━━━ EXTRACTED RECORDS
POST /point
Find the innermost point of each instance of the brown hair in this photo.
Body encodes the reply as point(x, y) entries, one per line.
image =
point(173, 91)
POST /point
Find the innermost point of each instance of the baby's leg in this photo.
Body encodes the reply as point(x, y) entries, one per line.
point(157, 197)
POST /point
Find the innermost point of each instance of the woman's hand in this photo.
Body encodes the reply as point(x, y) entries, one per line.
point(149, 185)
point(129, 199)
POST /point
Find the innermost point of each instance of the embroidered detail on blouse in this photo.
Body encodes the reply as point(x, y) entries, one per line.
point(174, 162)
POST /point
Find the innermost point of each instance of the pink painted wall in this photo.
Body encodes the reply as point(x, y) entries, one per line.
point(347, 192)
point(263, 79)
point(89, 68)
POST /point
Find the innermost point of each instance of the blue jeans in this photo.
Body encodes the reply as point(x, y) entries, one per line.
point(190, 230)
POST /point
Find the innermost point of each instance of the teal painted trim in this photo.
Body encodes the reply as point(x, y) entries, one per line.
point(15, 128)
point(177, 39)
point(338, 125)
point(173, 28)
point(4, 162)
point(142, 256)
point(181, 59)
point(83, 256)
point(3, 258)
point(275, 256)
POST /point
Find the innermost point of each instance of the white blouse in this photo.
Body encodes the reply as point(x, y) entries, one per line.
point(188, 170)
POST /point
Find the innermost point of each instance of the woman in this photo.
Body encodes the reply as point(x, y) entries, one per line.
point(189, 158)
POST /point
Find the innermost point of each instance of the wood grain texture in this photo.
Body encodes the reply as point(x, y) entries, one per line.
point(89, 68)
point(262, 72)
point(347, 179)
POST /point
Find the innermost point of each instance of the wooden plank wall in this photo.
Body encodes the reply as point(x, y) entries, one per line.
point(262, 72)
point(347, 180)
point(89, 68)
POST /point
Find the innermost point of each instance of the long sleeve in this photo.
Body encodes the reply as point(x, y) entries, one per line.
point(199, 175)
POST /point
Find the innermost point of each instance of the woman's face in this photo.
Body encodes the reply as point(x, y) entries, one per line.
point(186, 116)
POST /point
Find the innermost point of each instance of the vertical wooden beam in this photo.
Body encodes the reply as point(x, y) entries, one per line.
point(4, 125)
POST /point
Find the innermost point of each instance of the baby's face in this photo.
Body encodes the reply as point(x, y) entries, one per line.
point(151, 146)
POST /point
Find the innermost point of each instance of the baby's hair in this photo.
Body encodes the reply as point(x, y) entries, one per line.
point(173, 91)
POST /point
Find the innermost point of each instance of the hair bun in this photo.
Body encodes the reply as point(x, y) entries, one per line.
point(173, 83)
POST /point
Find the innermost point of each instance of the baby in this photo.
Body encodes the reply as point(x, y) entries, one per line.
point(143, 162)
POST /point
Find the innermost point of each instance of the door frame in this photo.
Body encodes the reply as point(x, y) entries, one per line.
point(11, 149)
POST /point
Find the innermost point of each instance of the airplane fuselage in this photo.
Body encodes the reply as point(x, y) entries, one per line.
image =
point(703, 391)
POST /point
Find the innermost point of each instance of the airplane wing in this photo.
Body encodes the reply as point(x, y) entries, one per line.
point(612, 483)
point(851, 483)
━━━━━━
Write out all of the material again, substituting "central" for every "innermost" and keeping everything else the same.

POST /point
Find the central point of each instance of the brown hair in this photo.
Body encodes the reply as point(x, y) entries, one per line.
image =
point(173, 91)
POST /point
Find the central point of each instance of the baby's leg in this photo.
Body encodes the reply as point(x, y) entries, one per line.
point(157, 197)
POST /point
Find the central point of each instance of the woman's hand in this photo.
Body encodes the reply as point(x, y) entries, one per line.
point(149, 185)
point(129, 199)
POST /point
Find the central point of each instance of the embroidered detail on blouse in this photo.
Body encodes the reply as point(x, y) entries, one per line.
point(174, 162)
POST /point
Find the central point of each instance of the pink painted wall in this photo.
Body encodes the reply as point(x, y) entries, one per line.
point(347, 192)
point(263, 79)
point(89, 68)
POST /point
Find the central point of each instance of the blue jeans in this photo.
Body encodes the reply as point(x, y) entries, one per line.
point(190, 230)
POST /point
Find the central point of each instance of the teal painted trim in this photo.
Body encodes the reply as point(x, y) entries, one per line.
point(15, 128)
point(177, 39)
point(338, 125)
point(173, 28)
point(4, 162)
point(142, 256)
point(181, 59)
point(83, 256)
point(3, 258)
point(275, 256)
POST /point
Find the central point of each instance of the white blouse in this photo.
Body encodes the reply as point(x, y) entries, one per line.
point(188, 170)
POST /point
Find the central point of each instance of the woman in this photo.
Body encodes the reply as point(x, y) entries, one per line.
point(189, 158)
POST /point
Find the central point of each instance of the wood grain texture in this photo.
Body encodes the reply as point(x, y) entries, one per line.
point(89, 68)
point(262, 72)
point(347, 179)
POST /point
Find the central point of each instance of the wooden plank wall in this photo.
Body encodes the reply as point(x, y) entries, one per line.
point(262, 72)
point(347, 180)
point(89, 68)
POST /point
Find the central point of each instance of the long sleeve in this photo.
Body encodes the reply as point(x, y) entries, one per line.
point(199, 175)
POST /point
Find the central point of each instance of the woman's face in this photo.
Body encodes the reply as point(x, y) entries, one per line.
point(186, 116)
POST /point
Find the central point of each instance of the vertical wooden beam in this photo.
Body encodes the reply as point(x, y) entries, one per line.
point(4, 125)
POST /point
Find the central point of each instance of the baby's face in this photo.
Body encodes the reply as point(x, y) entries, one per line.
point(151, 146)
POST /point
Find the central point of each instance of the baby's hair in this photo.
Body encodes the reply as point(x, y) entries, one per line.
point(173, 91)
POST /point
Find the central point of each instance of the hair bun in this photo.
Body encodes the reply as point(x, y) entries, one per line.
point(173, 83)
POST /point
Find the central point of each instance of the baby in this photo.
Body encodes the reply as point(x, y) entries, one per line.
point(143, 162)
POST /point
Find the central point of each instance of the door frame in this photo.
Body encodes the reply as point(x, y) entries, one per line.
point(11, 149)
POST /point
Find the central point of each instance of the airplane fuselage in this photo.
Body encodes the reply as point(x, y) entries, one per line.
image =
point(703, 391)
POST /point
Find the central point of each instance of the airplane wing in this photo.
Body encodes the reply as point(x, y) entries, one per line.
point(612, 483)
point(851, 483)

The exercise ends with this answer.